> _Excerpt to read_:
..........
Class Schedule, Research

For my academic schedule, I am taking 4 courses: Swedish Language & Culture, Psychology of Loneliness, Translational Medicine, and the “Biochemistry-Biophysics of Ion Channels” research assistantship.

On Mondays and Thursdays, I have all three of my classes for 80 minutes each, and end by 4:10pm. On Tuesdays and Fridays, I go into SciLife Lab for the RA position (it counts as two classes) and am there from 8:30-5:30pm. It’s quite the time commitment (most days we are there past 5:30pm), but I really enjoy the research, so the days fly by.

As for the details of my actual project in the research assistantship, I am looking at a receptor subunit called GABA(A)-π. GABA(A) receptors are primarily found in the cell membranes of neurons within the central nervous system, and they play a role in inhibiting the electrical signals within our brain. Not much is known about the specific π subunit, other than the fact that it is found in non-neuronal structures, such as the endometrial lining of the uterus. Interestingly, when compared to how GABA(A) receptors without it behave, the presence of the π subunit causes GABA(A) receptors to function abnormally while exposed to steroids.

In the lab, I inject these cells called oocytes (which are frog eggs) with RNA. After sitting in an incubator for a few days, they then express the GABA(A)-π receptors. We use these cells because they are large and fairly easy to inject/record from/work with.

I then use electrophysiology (the rig is pictured below) to record the changes in current once the cell is exposed to certain concentrations of steroids.

After working through the kinks for the first few weeks, the other RA and I have recently started recording actual data and getting into the meat of both our projects, which has been super exiting!

Close-up example of the oocytes we work with!
GABA(A) receptors are comprised of 5 subunits, each which can be one of a variety of subunit types. So for the purposes of showing GABA(A)’s typical structure…
Our set up…yay electrophysiology! The oocytes are poked and recorded in the plastic wells while the computer screen displays the traces of current flowing into the cell.
If you look closely you can see the oocytes in each of the wells. We place this plate in the incubator for a few days so that they express the receptor we want to work with (the other RA’s are on the left, while mine are on the right).
Setting up to inject the oocytes with RNA
Me and Jenna (the other RA)!

The DIS schedule/workload can get pretty hectic, but I can definitely say that I am enrolled in courses that I am genuinely interested in…so staying busy is just fine.

What’s nice about working in the lab is that in addition to doing our own research, we are also allowed to sit in on journal clubs, seminars, and visiting speakers held by both the group and through SciLife. So, while we’re not working with the little frog eggs, we have time to go have fika and listen to someone chat about their research, which I think it pretty darn cool :).

Also something I did not expect: The lab is comprised of a very diverse group of people, not only having various research interests, but also coming from different geographic backgrounds. Consequently, this has been both an academically enriching experience, and a culturally enriching one.

Plus, there are (free) coffee machines on all six floors of the lab, so what’s not to love!
..........
> _Instructions for the task_:
From the class schedule and research post above, extract everything from "As for the details" down to "exposed to steroids.".

[Records in a dataset]
..........
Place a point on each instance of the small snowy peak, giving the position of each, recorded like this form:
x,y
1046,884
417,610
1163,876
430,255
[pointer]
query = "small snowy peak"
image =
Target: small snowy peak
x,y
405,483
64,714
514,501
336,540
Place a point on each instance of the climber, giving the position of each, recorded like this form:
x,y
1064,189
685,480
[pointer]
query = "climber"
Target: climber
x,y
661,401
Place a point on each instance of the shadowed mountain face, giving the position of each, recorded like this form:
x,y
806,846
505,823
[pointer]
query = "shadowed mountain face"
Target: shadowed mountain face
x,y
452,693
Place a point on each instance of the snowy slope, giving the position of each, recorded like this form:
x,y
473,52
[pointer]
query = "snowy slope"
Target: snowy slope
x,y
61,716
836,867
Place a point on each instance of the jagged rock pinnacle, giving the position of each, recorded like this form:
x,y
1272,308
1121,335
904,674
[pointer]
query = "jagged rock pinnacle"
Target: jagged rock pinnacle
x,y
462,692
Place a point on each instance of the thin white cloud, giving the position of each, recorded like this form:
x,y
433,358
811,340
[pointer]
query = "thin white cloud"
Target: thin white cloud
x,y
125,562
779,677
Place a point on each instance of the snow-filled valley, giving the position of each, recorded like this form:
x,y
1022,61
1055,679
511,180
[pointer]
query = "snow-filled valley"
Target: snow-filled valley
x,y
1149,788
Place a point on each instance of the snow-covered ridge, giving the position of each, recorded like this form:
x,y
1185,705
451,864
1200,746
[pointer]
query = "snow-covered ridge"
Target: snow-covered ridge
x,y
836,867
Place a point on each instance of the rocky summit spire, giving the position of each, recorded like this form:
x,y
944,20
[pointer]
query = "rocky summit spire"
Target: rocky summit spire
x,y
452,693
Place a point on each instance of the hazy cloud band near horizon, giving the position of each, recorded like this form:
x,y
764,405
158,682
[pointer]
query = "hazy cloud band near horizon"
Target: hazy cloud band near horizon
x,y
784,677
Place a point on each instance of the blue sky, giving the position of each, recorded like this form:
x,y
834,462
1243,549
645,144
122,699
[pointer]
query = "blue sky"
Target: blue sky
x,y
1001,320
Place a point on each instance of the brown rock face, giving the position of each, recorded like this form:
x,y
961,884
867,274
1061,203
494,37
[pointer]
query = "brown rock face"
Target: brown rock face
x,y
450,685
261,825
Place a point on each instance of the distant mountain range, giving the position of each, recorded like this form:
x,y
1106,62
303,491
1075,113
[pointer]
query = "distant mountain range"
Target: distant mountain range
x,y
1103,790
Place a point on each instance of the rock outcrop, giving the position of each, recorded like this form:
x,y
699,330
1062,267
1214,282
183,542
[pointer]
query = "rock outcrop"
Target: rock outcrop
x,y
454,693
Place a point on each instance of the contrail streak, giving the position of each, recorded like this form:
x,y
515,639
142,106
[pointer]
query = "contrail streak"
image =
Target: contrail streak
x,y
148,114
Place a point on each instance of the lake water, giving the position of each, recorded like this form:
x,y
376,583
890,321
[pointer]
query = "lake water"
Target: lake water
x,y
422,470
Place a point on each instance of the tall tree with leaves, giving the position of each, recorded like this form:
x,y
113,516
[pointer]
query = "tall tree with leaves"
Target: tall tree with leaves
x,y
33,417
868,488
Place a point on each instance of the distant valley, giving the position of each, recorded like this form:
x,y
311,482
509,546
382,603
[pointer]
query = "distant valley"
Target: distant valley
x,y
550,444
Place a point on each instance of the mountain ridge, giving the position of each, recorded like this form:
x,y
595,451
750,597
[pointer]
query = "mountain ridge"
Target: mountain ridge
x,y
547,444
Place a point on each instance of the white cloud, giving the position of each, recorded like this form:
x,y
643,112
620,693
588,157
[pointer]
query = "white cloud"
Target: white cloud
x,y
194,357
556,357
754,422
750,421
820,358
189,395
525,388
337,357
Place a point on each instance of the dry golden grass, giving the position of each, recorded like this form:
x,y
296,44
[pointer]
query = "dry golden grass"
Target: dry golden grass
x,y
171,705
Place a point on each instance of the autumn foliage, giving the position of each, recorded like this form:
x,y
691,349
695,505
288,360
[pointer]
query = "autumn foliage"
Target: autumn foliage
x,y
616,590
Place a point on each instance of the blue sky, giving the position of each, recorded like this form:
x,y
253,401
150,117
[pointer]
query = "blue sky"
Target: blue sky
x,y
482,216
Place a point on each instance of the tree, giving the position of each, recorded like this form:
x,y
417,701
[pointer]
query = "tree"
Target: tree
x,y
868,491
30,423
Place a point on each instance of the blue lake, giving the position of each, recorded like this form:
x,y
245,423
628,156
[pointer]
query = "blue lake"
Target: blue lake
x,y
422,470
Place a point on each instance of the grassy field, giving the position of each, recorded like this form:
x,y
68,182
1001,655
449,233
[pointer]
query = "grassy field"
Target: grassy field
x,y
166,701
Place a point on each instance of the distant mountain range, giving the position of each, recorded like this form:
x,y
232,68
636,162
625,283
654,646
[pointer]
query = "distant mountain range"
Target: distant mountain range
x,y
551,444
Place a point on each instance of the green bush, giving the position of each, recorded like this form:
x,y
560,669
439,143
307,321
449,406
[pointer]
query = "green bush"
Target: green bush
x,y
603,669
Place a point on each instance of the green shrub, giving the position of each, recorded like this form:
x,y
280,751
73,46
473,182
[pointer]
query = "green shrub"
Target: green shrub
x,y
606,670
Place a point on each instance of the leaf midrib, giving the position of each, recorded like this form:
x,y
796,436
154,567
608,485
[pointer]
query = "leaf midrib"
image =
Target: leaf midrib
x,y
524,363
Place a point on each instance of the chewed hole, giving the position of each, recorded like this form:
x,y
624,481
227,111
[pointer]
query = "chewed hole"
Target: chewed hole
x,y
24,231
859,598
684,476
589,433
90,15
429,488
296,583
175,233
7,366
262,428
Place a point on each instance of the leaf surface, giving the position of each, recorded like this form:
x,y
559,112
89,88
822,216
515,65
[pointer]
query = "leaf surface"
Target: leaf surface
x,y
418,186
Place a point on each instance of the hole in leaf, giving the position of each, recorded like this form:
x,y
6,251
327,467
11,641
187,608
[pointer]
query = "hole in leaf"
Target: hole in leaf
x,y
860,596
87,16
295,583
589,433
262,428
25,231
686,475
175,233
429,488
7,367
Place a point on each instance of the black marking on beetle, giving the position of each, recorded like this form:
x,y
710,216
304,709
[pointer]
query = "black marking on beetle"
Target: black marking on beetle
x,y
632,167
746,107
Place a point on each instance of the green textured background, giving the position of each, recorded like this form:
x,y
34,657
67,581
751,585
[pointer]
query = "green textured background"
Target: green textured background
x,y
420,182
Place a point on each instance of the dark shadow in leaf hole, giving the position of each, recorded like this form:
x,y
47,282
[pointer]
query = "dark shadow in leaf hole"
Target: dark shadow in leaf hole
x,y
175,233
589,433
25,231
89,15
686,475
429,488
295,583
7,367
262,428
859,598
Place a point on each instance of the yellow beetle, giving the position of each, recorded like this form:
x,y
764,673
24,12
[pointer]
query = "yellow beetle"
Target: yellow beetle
..........
> _Solution to this task_:
As for the details of my actual project in the research assistantship, I am looking at a receptor subunit called GABA(A)-π. GABA(A) receptors are primarily found in the cell membranes of neurons within the central nervous system, and they play a role in inhibiting the electrical signals within our brain. Not much is known about the specific π subunit, other than the fact that it is found in non-neuronal structures, such as the endometrial lining of the uterus. Interestingly, when compared to how GABA(A) receptors without it behave, the presence of the π subunit causes GABA(A) receptors to function abnormally while exposed to steroids.